● **What you will do**: Quote the forum post on the foreign earned income exclusion word for word, between "Appears that the" and "been taken away.", inclusive.

● **Provided text**:
-*-*-

Posted: Fri Jan 26, 2007 4:39 pm
by quantumleap

Link to original thread: Foreign Earned Exclusion: New Law Bad News



Appears that the new provisions that apply to foreign earned income exclusion have not been covered on this forum yet, except in the thread below:

Converting IRA to Roth during RNOR

So am taking the liberty of starting a new thread on this subject.

It contains bad news - hopefully the messenger wont be shot

The silver lining (count blessings, especially in bad times) is that what follows is about US taxation and not Indian taxation - so non-residents of India and RbutNORs under Indian tax law need not be unduly worried that the GOI tax exemption in respect of non-Indian source income that they currently enjoy has been taken away.

What follows would be of interest to current (and prospective) USCs residing outside US, and others who are required to or opt to file as US residents (for US tax purposes) when residing outside US.

-*-*-

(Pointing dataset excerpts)
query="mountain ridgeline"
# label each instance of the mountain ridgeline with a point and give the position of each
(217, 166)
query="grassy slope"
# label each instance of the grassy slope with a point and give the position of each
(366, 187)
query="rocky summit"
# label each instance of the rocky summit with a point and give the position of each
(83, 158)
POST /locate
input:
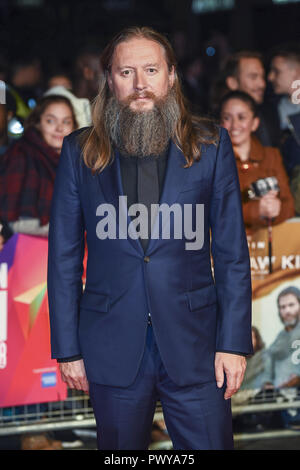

-*-*-

● **Solution to the problem**:
Appears that the new provisions that apply to foreign earned income exclusion have not been covered on this forum yet, except in the thread below:

Converting IRA to Roth during RNOR

So am taking the liberty of starting a new thread on this subject.

It contains bad news - hopefully the messenger wont be shot

The silver lining (count blessings, especially in bad times) is that what follows is about US taxation and not Indian taxation - so non-residents of India and RbutNORs under Indian tax law need not be unduly worried that the GOI tax exemption in respect of non-Indian source income that they currently enjoy has been taken away.